### [Extrahierter Text]
_ _ _ _
# Was kann ich tun, um den Teich winterfest zu machen



## Joerg (11. Feb. 2012)

In der aktuellen Frostperiode kommen einem Zweifel, ob denn alles getan wurde um den Teich Winterfest zu machen.

Besonders Koihalter sind da etwas nervöser, wegen ihrer "empfindlichen" Fische.

Jeder Teich ist anders und man sollte die Sachen machen, die jeweils angemessen sind.
Je nach Züchtung und Herkunft, kann es auch unterschiedliche Notwendigkeiten geben.
Einige hat Rainer Thanner in dem tollen Chatabend angesprochen.
https://www.hobby-gartenteich.de/xf/threads/34269

Aber was ist notwendig und was jeweils angemessen  ?


----------



## Echinopsis (11. Feb. 2012)

*AW: Was kann ich tun, um den Teich winterfest zu machen*

Moin Joerg,

einen interessanten Beitrag spuckt die Forensuche hier dazu aus.
Evtl neu?

Ansonsten ist die Frage nicht so leicht zu beantworten....ist auch größtenteils abhängig vom Klima/Deinem Wohnort etc.

lG,
Daniel


----------



## Joerg (11. Feb. 2012)

*AW: Was kann ich tun, um den Teich winterfest zu machen*

Daniel,
danke für den Link. 

Interessante Zusammenstellung.


----------



## Moonlight (14. Feb. 2012)
_ _ _ _
### [Übungsdaten]
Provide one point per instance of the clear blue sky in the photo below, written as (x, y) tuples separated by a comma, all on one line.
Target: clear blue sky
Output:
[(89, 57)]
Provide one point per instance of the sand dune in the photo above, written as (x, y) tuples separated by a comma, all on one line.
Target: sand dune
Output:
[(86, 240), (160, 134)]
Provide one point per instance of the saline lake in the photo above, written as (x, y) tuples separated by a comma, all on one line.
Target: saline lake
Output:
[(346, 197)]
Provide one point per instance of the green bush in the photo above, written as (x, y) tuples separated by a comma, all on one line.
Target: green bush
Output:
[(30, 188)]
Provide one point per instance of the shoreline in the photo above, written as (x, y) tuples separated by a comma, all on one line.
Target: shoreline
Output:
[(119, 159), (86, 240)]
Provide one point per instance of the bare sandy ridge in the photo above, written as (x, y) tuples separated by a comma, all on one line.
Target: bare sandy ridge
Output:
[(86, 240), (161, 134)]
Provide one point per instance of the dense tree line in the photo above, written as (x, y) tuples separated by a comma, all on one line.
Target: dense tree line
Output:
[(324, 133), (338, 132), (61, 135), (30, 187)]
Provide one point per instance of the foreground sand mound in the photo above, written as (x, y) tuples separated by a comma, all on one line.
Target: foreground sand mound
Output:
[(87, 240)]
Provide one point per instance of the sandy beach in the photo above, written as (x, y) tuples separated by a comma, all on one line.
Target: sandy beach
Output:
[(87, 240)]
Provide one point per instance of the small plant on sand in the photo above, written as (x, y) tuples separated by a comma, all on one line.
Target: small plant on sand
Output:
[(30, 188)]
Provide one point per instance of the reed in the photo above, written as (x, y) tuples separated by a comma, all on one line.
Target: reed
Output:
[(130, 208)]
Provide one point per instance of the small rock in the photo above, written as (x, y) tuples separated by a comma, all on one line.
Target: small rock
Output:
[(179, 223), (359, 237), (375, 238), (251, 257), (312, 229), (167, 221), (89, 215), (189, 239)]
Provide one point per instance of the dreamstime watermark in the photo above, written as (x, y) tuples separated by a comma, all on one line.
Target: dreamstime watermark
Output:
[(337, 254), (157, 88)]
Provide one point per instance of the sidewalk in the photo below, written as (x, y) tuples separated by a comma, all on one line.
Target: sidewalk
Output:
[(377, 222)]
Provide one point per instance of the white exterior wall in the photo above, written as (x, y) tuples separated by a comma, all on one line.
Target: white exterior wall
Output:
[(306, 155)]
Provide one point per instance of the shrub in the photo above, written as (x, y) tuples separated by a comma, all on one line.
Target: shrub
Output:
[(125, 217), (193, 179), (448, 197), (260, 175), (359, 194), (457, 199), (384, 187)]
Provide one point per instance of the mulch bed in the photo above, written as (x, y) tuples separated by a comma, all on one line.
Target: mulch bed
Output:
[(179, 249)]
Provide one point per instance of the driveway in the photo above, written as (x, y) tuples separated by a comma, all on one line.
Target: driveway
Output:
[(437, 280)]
_ _ _ _
### [Ziele]
1. Zähle die Zeilen, in denen die Zeichenfolge „sidewalk“ vorkommt, wobei Groß- und Kleinschreibung zählt. Gib nur die Anzahl an.
2. Setze den Forenthread zum Winterfestmachen des Teichs im Anschluss an seine letzte Zeile fort.

### [Antworten]
1. 2

2.
*AW: Was kann ich tun, um den Teich winterfest zu machen*

Ich kann mich nicht beklagen. Sicher wäre der Einbau der Heizung besser gewesen, aber so mache ich eben öfter einen TWW 
Ansonsten kann ich sagen: Ich hab alles richtig gemacht ... den Koi geht es gut, das Wasser ist klar ... alles ist schick 

Mandy


----------



## pyro (14. Feb. 2012)

*AW: Was kann ich tun, um den Teich winterfest zu machen*

Ich sehe meinen Teich nicht mehr... aktuell liegt ca. 10 cm Schnee drauf. Das ist eine gute Isolierung.

Zu Eisdicke und Wassertemperatur kann ich nichts sagen.



Mit viel Aufwand und Technik kann man sicher jeden Teich geeignet machen für die überwinterung auch sensibler Fische. Ich denke wenn man sich beim Bau Gedanken macht und diverse Dinge berücksichtigt und umsetzt kann man sich viele aufwendige teure Dinge im Nachhinein sparen.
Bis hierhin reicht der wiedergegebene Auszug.